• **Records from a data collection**
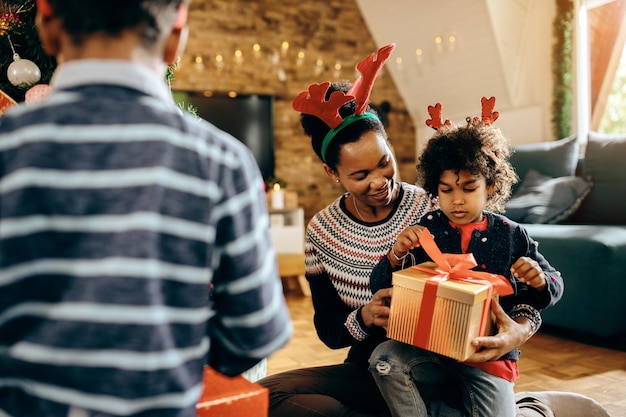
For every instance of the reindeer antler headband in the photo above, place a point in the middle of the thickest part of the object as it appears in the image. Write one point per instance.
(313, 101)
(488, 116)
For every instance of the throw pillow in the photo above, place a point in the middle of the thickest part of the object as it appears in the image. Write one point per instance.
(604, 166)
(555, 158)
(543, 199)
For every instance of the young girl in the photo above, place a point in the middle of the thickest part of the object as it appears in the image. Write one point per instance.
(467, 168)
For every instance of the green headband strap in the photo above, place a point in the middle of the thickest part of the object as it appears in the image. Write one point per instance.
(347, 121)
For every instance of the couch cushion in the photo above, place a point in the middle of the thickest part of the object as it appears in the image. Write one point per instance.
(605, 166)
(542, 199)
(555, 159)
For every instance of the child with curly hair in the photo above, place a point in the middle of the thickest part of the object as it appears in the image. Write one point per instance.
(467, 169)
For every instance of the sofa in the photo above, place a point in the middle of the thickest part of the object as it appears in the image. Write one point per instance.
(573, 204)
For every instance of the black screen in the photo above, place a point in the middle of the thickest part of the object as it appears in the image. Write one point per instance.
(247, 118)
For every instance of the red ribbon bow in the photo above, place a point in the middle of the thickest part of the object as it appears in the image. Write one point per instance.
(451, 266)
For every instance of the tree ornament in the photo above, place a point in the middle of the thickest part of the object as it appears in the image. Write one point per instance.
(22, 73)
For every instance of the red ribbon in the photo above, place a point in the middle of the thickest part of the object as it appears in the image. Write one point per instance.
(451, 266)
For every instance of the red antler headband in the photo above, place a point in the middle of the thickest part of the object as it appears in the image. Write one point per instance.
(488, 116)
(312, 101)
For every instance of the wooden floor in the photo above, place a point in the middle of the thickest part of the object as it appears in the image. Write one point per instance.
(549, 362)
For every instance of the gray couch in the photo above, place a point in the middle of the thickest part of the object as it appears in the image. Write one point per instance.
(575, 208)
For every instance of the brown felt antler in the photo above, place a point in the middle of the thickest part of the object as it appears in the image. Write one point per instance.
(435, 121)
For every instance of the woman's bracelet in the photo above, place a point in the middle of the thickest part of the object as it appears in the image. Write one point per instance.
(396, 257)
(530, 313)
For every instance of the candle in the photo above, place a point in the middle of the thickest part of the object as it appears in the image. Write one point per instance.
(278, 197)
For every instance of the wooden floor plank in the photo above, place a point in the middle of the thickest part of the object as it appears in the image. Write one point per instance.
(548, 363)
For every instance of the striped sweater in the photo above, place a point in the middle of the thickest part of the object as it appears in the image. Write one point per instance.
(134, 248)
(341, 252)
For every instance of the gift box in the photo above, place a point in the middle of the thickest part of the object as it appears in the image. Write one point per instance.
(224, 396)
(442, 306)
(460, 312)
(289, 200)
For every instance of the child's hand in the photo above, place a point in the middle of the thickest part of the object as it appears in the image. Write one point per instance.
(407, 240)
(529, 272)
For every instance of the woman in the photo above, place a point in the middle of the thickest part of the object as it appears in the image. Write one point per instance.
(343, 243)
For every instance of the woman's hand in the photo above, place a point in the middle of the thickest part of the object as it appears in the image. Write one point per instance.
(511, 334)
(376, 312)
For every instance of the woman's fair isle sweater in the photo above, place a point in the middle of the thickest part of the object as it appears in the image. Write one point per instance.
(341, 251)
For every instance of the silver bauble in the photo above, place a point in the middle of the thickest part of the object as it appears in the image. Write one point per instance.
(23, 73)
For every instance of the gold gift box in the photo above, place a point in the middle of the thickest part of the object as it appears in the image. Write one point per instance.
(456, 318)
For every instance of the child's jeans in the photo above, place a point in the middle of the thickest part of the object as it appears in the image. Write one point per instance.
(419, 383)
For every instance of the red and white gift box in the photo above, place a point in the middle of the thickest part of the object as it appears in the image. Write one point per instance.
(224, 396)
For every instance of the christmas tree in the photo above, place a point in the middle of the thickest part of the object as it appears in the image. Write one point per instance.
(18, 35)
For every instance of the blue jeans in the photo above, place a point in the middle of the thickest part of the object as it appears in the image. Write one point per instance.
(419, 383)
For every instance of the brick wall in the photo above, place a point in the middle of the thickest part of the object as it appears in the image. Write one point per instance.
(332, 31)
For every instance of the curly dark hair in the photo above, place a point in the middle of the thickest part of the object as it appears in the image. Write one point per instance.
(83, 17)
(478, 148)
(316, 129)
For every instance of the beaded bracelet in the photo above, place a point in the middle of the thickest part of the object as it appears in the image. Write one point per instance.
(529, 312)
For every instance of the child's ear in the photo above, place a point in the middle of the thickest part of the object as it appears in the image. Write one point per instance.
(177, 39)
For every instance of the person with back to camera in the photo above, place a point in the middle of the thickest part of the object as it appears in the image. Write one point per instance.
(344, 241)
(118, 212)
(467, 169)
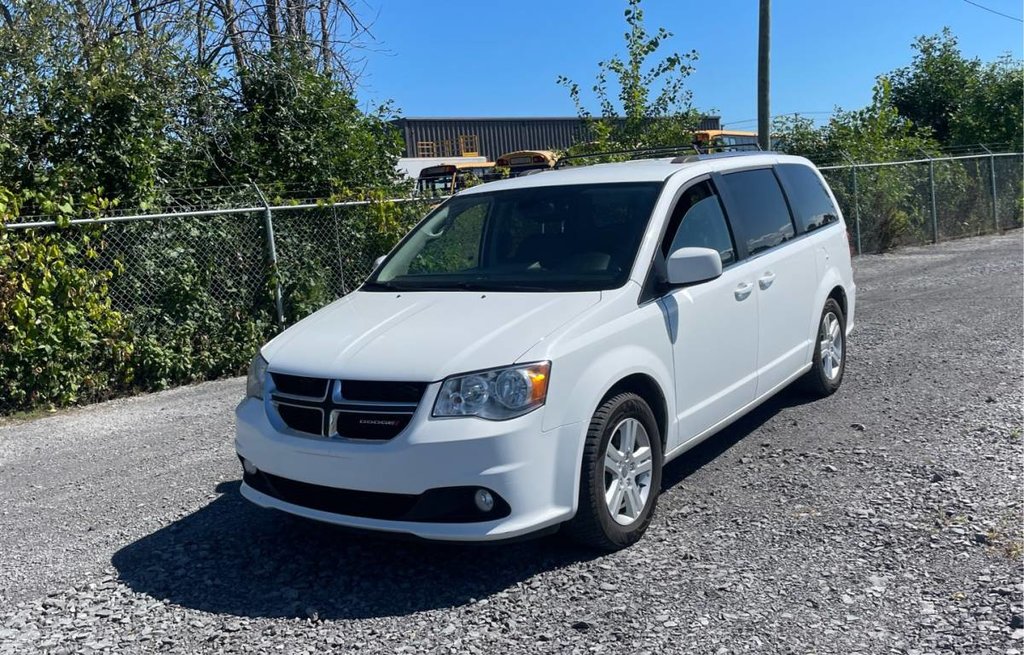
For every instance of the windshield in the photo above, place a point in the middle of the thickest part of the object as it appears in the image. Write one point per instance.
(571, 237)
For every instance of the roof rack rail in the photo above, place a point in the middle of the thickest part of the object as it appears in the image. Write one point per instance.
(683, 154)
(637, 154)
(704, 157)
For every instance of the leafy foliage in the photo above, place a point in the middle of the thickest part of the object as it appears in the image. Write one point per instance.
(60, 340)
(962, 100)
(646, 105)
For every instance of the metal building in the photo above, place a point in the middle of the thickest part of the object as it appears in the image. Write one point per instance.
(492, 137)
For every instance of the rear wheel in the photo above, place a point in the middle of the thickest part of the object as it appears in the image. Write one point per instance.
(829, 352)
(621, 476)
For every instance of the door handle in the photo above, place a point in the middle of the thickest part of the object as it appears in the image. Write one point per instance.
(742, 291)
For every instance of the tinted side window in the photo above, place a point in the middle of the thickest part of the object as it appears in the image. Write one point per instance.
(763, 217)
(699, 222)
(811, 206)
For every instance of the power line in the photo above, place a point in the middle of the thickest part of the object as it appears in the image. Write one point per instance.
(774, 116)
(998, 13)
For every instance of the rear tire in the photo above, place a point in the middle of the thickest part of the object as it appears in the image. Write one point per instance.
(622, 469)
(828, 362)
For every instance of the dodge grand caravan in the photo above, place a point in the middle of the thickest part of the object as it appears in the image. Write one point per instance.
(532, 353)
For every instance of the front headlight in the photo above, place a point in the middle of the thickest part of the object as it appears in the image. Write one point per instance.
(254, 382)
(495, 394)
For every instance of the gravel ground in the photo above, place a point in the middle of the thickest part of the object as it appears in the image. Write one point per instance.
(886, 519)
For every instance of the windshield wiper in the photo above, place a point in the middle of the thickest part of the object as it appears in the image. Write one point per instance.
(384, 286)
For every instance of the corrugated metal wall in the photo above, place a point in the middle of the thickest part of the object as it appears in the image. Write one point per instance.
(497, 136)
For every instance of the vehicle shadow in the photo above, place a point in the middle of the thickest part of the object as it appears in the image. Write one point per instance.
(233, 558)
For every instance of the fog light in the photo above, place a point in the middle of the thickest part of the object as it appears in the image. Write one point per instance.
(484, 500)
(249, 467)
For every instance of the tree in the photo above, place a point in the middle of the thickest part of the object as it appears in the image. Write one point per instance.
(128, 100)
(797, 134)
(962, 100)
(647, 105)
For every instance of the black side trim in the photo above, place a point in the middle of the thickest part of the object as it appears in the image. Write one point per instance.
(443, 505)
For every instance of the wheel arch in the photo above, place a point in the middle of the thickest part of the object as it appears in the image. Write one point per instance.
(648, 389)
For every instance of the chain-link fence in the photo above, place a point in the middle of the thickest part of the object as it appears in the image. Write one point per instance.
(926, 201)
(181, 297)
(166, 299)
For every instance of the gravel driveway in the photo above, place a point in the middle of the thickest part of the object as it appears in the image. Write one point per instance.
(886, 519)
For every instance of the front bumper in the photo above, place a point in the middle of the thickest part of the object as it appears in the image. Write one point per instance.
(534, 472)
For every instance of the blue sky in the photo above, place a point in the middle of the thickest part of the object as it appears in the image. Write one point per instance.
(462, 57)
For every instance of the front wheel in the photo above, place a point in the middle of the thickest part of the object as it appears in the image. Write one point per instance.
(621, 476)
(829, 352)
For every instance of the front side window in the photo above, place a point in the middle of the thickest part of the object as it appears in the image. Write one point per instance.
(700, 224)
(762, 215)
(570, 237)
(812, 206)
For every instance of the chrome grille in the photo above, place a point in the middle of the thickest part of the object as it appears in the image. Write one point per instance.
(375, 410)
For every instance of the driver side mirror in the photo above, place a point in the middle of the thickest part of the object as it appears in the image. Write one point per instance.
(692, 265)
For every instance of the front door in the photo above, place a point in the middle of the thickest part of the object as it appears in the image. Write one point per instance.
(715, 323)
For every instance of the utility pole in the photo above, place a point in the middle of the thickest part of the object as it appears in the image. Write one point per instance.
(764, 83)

• **Exercise prompt**
Repeat only the lines from the one holding "For every instance of the utility" through the last line of the data.

• **Finished task**
For every instance of the utility pole in the photo above, place a point in the middle of the thickest part of the object as it appears in the image. Write one point per instance.
(764, 83)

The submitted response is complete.